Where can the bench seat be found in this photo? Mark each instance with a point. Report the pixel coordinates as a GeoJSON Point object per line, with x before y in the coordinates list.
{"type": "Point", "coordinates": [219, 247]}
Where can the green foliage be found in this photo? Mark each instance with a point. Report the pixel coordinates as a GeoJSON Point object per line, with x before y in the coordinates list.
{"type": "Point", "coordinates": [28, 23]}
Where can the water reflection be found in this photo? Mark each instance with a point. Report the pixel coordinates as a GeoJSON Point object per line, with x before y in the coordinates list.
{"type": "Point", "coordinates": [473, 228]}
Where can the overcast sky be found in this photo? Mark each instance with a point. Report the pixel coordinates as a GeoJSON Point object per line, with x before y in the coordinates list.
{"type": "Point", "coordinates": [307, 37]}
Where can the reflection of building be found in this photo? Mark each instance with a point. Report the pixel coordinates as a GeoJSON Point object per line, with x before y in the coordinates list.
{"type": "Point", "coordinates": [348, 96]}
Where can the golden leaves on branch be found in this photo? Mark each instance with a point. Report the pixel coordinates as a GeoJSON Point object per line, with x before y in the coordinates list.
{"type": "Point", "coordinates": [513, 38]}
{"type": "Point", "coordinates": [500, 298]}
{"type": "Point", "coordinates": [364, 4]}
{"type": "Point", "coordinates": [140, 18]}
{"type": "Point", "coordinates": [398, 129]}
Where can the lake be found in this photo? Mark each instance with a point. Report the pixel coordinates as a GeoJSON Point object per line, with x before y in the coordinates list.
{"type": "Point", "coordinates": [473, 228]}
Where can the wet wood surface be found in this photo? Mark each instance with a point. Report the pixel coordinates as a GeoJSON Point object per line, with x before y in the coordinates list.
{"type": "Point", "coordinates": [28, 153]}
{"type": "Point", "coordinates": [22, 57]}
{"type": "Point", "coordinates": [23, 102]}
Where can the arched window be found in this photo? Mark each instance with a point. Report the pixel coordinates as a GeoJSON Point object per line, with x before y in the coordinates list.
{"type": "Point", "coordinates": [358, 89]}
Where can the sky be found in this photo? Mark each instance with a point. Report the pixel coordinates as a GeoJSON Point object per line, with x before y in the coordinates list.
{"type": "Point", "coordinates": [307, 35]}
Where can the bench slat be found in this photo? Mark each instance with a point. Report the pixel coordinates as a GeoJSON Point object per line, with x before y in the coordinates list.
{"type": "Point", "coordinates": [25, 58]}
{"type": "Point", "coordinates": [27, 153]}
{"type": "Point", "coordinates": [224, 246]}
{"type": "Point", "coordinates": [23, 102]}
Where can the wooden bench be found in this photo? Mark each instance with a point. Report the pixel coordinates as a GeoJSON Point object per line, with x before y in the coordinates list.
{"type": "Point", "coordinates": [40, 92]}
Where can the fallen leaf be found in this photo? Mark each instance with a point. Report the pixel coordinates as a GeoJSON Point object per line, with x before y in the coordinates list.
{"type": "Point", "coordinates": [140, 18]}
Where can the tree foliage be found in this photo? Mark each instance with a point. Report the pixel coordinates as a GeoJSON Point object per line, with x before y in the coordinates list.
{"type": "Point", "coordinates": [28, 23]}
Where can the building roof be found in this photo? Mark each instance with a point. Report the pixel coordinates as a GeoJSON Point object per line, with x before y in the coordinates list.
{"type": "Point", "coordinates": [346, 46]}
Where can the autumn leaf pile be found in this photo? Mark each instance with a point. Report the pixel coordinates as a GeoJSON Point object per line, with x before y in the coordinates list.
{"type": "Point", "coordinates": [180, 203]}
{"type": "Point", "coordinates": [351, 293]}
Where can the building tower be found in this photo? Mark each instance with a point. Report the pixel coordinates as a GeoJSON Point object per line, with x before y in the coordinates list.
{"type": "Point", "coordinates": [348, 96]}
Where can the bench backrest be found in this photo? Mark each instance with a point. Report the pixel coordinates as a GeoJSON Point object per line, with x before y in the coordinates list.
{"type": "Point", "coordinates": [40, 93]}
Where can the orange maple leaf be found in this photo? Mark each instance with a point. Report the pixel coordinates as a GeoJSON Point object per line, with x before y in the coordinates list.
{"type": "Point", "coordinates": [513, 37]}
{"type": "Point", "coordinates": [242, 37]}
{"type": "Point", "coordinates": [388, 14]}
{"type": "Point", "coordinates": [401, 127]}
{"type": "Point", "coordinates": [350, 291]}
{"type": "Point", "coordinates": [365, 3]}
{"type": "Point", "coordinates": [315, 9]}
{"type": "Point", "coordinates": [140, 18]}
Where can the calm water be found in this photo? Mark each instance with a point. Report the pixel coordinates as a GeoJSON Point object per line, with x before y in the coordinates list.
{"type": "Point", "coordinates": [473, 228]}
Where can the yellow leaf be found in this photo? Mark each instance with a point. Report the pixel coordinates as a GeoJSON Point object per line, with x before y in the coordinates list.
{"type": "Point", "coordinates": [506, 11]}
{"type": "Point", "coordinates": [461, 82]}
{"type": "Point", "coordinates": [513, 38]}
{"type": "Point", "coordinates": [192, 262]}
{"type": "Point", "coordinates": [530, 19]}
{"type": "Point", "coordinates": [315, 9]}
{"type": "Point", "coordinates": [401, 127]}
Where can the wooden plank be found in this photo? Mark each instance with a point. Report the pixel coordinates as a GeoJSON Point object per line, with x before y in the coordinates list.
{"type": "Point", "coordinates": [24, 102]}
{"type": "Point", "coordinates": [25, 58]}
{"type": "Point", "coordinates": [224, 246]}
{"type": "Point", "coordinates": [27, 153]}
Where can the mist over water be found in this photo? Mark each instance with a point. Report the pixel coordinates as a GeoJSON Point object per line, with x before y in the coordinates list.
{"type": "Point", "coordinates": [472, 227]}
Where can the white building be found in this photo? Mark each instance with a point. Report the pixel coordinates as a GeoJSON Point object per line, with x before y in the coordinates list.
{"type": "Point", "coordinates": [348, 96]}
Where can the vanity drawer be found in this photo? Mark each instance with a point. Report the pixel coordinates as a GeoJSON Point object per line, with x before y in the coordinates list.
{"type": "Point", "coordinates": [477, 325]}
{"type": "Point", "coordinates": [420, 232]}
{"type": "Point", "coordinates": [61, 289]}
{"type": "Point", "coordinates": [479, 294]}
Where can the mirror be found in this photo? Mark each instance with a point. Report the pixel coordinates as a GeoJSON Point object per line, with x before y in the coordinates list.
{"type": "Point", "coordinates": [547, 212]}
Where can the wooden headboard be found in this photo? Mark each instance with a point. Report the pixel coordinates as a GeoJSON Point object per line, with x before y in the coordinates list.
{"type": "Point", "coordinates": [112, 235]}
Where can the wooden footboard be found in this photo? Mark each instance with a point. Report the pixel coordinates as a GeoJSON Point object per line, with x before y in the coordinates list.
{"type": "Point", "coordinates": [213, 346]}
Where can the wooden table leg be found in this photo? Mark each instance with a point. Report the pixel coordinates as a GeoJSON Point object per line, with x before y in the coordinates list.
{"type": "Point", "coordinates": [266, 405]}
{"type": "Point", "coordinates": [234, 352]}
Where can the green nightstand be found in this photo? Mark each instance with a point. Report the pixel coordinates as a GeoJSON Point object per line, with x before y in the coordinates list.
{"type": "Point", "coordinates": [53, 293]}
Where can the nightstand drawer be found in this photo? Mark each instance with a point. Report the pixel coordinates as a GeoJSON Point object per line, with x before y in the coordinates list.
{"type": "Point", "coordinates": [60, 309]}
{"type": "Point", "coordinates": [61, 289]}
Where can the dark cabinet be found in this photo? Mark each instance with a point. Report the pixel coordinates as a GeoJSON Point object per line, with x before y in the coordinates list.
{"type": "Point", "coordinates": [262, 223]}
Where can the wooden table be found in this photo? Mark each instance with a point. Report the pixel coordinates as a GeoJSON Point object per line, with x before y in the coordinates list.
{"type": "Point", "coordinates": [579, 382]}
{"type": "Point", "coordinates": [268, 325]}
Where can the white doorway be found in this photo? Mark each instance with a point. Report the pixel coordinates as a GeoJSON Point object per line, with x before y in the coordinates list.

BRIEF
Copy exactly the lines that run from the one with "Where can the wooden table leg" to the last line of the material, including both.

SOLUTION FOR THIS TASK
Where can the wooden table leg be found in this photo? Mark each instance with a point. Report the pixel coordinates as a GeoJSON Point object per line, with x before y in the coordinates list.
{"type": "Point", "coordinates": [266, 405]}
{"type": "Point", "coordinates": [234, 352]}
Where can the green nightstand be found in this photo? Mark each instance with a point. Report the pixel coordinates as a GeoJSON Point object per line, with x before y in the coordinates list.
{"type": "Point", "coordinates": [53, 293]}
Where can the nightstand drawer be found in this photo? Mark each instance with a point. Report the pixel coordinates as a GeoJSON Point object per line, with x before y in the coordinates list.
{"type": "Point", "coordinates": [60, 309]}
{"type": "Point", "coordinates": [61, 289]}
Where can the dark cabinet be found in this photo? Mark each instance with a point. Report the pixel coordinates as a GeoJSON Point object per line, with x before y in the coordinates list.
{"type": "Point", "coordinates": [262, 223]}
Where can the wooden table be found in this photo? Mark each instance with a point. Report the pixel coordinates as a GeoJSON Point object per line, with x before y in the coordinates list.
{"type": "Point", "coordinates": [579, 382]}
{"type": "Point", "coordinates": [268, 325]}
Where can the white doorway be found in this photo? Mark each instance with a point. Report the pixel coordinates as a GeoJSON Point object per line, with x before y in the coordinates list.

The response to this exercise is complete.